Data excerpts
_ _ _
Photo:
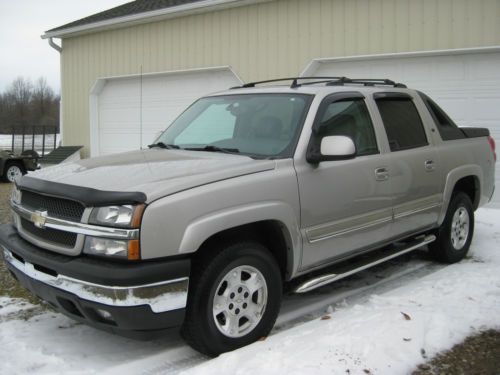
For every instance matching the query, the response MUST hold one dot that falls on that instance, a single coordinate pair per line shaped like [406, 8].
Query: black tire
[452, 242]
[202, 329]
[8, 170]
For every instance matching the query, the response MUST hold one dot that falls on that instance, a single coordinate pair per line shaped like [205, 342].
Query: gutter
[155, 15]
[55, 46]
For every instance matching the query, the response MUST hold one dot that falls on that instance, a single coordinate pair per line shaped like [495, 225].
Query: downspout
[55, 46]
[58, 49]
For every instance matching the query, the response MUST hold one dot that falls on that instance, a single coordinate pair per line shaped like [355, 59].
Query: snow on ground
[384, 321]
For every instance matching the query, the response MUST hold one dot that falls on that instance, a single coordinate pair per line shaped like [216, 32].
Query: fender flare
[456, 174]
[204, 227]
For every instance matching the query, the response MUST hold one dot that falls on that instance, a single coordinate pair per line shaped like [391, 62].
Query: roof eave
[155, 15]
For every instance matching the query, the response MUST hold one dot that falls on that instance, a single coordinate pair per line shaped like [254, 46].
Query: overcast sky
[23, 52]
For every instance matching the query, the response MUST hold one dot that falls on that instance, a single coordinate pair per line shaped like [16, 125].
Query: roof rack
[367, 82]
[329, 81]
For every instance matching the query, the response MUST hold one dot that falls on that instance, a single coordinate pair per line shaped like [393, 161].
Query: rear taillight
[491, 141]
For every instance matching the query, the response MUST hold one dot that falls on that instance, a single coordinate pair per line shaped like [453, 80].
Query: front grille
[55, 207]
[54, 236]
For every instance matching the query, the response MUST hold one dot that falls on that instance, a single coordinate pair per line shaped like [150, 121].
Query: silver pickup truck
[249, 190]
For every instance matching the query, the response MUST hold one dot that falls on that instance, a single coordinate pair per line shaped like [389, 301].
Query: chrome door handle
[429, 165]
[381, 174]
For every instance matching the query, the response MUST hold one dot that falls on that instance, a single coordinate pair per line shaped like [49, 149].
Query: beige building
[127, 72]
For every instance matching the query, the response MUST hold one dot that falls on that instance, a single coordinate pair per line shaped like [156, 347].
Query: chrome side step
[330, 278]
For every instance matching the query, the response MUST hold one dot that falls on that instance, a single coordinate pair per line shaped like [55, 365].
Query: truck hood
[155, 172]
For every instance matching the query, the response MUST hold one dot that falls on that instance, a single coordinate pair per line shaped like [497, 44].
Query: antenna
[140, 111]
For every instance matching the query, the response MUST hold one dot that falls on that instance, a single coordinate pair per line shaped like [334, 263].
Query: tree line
[27, 105]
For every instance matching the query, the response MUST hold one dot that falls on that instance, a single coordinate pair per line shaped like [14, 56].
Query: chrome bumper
[161, 297]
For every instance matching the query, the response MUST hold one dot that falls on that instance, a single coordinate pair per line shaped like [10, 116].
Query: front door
[345, 204]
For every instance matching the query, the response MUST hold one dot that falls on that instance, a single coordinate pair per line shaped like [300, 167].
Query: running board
[330, 278]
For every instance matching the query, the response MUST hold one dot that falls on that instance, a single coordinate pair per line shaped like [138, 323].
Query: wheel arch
[270, 233]
[468, 179]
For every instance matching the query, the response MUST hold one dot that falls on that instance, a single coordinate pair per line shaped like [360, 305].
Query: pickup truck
[251, 191]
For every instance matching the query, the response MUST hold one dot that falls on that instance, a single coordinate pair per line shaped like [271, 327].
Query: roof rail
[329, 81]
[367, 82]
[293, 79]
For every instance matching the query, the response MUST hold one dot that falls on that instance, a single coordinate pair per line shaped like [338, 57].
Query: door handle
[382, 174]
[429, 165]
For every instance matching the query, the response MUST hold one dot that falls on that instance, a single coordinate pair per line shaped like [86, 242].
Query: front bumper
[129, 299]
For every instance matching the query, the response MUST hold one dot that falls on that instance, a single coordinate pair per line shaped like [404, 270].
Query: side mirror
[334, 147]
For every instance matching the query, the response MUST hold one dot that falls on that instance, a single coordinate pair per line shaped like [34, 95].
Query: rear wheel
[455, 234]
[234, 298]
[13, 172]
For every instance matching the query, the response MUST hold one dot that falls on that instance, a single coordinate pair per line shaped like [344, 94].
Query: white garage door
[133, 111]
[466, 86]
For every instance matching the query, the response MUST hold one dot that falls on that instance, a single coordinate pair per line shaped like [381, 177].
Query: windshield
[258, 125]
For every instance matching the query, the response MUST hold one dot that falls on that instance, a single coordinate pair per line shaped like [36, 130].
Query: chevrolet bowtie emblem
[38, 218]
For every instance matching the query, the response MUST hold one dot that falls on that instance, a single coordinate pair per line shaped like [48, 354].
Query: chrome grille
[56, 207]
[54, 236]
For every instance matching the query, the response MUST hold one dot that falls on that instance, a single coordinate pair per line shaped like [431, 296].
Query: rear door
[414, 169]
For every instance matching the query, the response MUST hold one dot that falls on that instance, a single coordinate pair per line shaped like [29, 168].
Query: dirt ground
[477, 355]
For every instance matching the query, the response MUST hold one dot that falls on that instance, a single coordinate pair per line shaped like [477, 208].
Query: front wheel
[455, 234]
[234, 298]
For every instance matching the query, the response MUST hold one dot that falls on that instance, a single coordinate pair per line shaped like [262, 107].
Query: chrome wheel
[459, 228]
[13, 173]
[240, 301]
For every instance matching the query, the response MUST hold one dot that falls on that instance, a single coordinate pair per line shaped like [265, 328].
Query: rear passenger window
[446, 127]
[351, 119]
[402, 123]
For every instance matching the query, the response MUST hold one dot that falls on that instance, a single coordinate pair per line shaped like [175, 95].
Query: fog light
[104, 315]
[126, 249]
[106, 247]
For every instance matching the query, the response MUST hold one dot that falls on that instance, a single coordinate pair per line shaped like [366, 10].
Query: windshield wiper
[163, 145]
[212, 148]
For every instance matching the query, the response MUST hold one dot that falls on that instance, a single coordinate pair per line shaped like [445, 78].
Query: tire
[13, 172]
[455, 234]
[227, 307]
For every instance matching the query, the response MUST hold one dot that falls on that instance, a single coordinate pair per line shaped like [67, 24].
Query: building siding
[264, 40]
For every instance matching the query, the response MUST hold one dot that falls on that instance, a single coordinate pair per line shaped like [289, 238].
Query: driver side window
[350, 118]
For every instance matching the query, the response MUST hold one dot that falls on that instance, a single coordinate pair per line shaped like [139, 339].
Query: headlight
[126, 249]
[15, 195]
[117, 216]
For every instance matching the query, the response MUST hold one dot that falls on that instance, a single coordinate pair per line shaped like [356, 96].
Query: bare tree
[19, 94]
[43, 103]
[24, 107]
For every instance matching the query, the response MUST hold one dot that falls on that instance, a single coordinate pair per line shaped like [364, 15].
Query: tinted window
[402, 123]
[350, 118]
[446, 127]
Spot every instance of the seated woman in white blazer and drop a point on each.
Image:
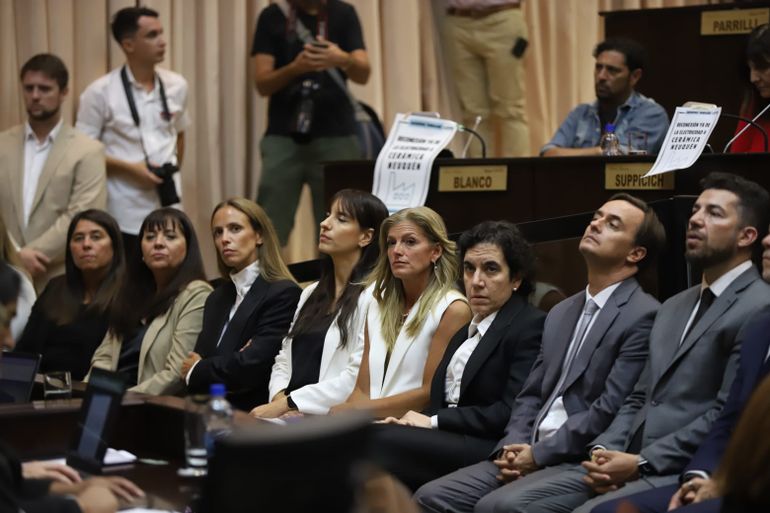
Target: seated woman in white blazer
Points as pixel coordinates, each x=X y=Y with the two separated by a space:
x=417 y=310
x=319 y=359
x=158 y=312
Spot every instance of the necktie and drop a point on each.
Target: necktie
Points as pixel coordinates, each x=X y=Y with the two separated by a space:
x=589 y=310
x=706 y=299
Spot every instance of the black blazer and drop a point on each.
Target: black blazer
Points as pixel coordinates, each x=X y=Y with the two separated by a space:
x=494 y=374
x=263 y=317
x=752 y=369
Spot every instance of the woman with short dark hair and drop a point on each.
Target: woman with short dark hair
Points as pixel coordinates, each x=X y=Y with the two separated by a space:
x=158 y=312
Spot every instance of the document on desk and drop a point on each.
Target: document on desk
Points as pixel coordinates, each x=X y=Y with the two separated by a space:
x=402 y=171
x=686 y=138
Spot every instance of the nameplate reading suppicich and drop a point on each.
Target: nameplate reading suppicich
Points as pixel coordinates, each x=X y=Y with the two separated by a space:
x=733 y=21
x=473 y=178
x=628 y=177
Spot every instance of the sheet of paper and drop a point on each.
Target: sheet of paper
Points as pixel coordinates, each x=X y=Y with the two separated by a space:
x=687 y=135
x=402 y=171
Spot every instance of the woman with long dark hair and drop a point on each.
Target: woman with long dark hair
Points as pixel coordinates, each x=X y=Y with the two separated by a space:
x=318 y=363
x=249 y=313
x=758 y=96
x=70 y=318
x=158 y=312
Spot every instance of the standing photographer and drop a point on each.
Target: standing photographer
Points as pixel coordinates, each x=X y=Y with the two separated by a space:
x=298 y=45
x=138 y=112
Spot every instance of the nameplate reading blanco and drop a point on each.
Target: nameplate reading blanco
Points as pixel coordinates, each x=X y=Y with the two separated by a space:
x=472 y=178
x=733 y=21
x=629 y=177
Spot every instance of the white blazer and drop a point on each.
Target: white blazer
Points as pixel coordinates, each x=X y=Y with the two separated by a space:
x=407 y=361
x=339 y=365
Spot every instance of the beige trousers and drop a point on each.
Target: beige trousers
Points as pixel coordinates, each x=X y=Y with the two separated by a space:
x=489 y=79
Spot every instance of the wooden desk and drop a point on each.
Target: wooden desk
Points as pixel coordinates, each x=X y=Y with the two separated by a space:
x=150 y=427
x=542 y=188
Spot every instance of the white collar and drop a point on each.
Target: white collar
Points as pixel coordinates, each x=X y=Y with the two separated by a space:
x=245 y=278
x=603 y=296
x=724 y=281
x=481 y=325
x=29 y=134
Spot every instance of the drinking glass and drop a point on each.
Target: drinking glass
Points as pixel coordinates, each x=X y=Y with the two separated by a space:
x=195 y=436
x=637 y=143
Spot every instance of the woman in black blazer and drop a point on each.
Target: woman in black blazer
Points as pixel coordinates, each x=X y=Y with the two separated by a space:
x=70 y=318
x=483 y=369
x=246 y=316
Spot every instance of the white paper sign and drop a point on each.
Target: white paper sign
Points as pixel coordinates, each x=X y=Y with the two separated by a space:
x=402 y=171
x=687 y=135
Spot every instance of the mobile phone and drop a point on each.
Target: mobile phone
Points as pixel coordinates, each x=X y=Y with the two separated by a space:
x=519 y=47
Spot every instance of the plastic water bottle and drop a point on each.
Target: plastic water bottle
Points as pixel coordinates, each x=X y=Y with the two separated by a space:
x=218 y=417
x=610 y=144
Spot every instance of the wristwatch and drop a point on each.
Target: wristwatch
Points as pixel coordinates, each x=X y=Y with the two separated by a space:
x=645 y=469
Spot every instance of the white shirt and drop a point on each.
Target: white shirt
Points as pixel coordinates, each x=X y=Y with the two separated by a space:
x=104 y=114
x=243 y=280
x=35 y=156
x=459 y=360
x=557 y=414
x=719 y=286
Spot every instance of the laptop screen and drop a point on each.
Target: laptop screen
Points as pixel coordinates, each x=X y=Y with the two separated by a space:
x=97 y=416
x=17 y=376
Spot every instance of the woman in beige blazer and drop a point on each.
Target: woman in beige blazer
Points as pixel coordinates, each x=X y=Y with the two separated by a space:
x=159 y=310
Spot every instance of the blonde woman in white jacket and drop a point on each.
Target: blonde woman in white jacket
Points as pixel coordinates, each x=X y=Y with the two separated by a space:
x=319 y=359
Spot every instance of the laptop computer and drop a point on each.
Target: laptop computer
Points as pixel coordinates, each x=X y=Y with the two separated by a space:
x=17 y=376
x=98 y=414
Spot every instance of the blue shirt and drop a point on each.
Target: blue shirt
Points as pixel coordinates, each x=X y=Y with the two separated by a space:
x=582 y=128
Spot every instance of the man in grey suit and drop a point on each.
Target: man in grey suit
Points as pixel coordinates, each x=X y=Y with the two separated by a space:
x=694 y=347
x=593 y=350
x=50 y=171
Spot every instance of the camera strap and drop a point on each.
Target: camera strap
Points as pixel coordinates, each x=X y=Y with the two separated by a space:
x=166 y=115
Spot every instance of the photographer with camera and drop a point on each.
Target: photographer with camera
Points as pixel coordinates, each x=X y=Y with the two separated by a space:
x=138 y=112
x=299 y=45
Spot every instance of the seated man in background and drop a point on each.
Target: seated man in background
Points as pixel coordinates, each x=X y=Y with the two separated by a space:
x=694 y=348
x=619 y=66
x=594 y=346
x=698 y=491
x=29 y=487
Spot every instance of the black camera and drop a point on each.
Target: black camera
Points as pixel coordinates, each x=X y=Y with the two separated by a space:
x=166 y=190
x=303 y=116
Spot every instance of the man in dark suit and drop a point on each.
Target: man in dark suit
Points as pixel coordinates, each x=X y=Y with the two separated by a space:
x=697 y=491
x=694 y=347
x=483 y=367
x=593 y=349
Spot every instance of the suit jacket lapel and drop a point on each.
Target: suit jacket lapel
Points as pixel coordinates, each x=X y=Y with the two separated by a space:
x=438 y=385
x=220 y=310
x=715 y=311
x=490 y=340
x=251 y=302
x=15 y=178
x=561 y=341
x=57 y=153
x=154 y=328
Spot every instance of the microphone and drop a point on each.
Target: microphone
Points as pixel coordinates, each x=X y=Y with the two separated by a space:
x=749 y=123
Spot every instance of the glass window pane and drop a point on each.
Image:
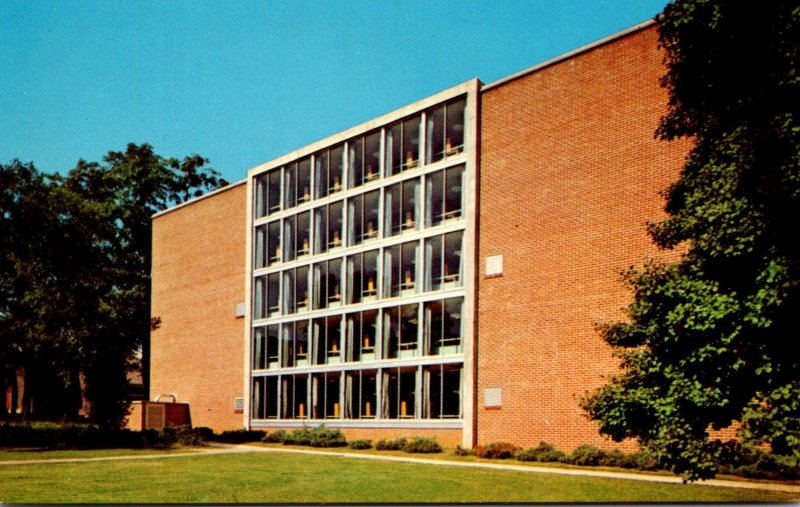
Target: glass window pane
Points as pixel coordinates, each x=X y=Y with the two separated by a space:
x=453 y=265
x=259 y=349
x=454 y=137
x=304 y=180
x=370 y=217
x=303 y=233
x=435 y=135
x=355 y=215
x=260 y=197
x=372 y=156
x=435 y=204
x=273 y=345
x=393 y=210
x=301 y=291
x=408 y=268
x=289 y=296
x=273 y=242
x=370 y=276
x=289 y=237
x=336 y=169
x=321 y=174
x=411 y=131
x=453 y=192
x=354 y=278
x=334 y=282
x=355 y=176
x=260 y=247
x=335 y=232
x=274 y=191
x=290 y=186
x=394 y=150
x=273 y=288
x=321 y=229
x=433 y=265
x=410 y=191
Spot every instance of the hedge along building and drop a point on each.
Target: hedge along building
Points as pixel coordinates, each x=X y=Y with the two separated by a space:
x=436 y=271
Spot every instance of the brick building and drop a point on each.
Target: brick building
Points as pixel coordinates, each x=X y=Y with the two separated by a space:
x=438 y=270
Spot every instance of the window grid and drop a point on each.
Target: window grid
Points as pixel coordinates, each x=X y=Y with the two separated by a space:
x=336 y=237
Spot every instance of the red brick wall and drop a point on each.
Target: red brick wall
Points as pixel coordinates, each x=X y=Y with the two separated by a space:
x=198 y=278
x=570 y=174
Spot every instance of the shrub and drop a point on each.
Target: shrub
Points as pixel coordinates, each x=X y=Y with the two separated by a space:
x=391 y=445
x=422 y=445
x=276 y=437
x=360 y=444
x=587 y=455
x=460 y=451
x=496 y=450
x=543 y=453
x=240 y=436
x=315 y=437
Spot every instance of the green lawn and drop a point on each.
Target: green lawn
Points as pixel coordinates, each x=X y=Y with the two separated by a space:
x=293 y=478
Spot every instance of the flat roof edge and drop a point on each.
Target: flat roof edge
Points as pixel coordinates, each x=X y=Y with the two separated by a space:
x=569 y=54
x=227 y=187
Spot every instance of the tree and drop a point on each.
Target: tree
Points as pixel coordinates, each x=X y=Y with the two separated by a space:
x=710 y=339
x=112 y=204
x=75 y=267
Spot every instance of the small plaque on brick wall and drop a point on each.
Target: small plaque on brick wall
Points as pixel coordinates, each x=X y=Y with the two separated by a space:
x=494 y=265
x=492 y=397
x=238 y=405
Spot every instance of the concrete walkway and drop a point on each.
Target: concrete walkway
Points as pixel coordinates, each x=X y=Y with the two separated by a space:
_ _ _
* Your assignment
Take exactly the lines from the one containing "Target: woman in black blazer" through the one containing "Target: white shirt" in the data above, and output them with nothing added.

* Result for this exercise
Target: woman in black blazer
Points as pixel coordinates, each x=X y=Y with the two separated by a space:
x=70 y=318
x=483 y=369
x=246 y=316
Spot every instance of the white paper sign and drop a point on each.
Target: white paper sign
Points as pixel coordinates, each x=X y=Y with the two separated by a space:
x=402 y=171
x=687 y=135
Spot every instance of the mobile phone and drop a point on each.
Target: mobile phone
Points as pixel coordinates, each x=X y=Y with the two separated by a space:
x=519 y=47
Spot every instance of the plastic water bottle and drop a point on each.
Target: plastic water bottle
Points as pixel coordinates, each x=X y=Y with the two separated by a space:
x=218 y=417
x=610 y=144
Spot every instance of the wristwatch and drop a point on each.
Target: wristwatch
Points as pixel coordinates, each x=X y=Y with the two separated by a space:
x=645 y=469
Spot every instance of the white shirt and drop a point on each.
Target: white shirt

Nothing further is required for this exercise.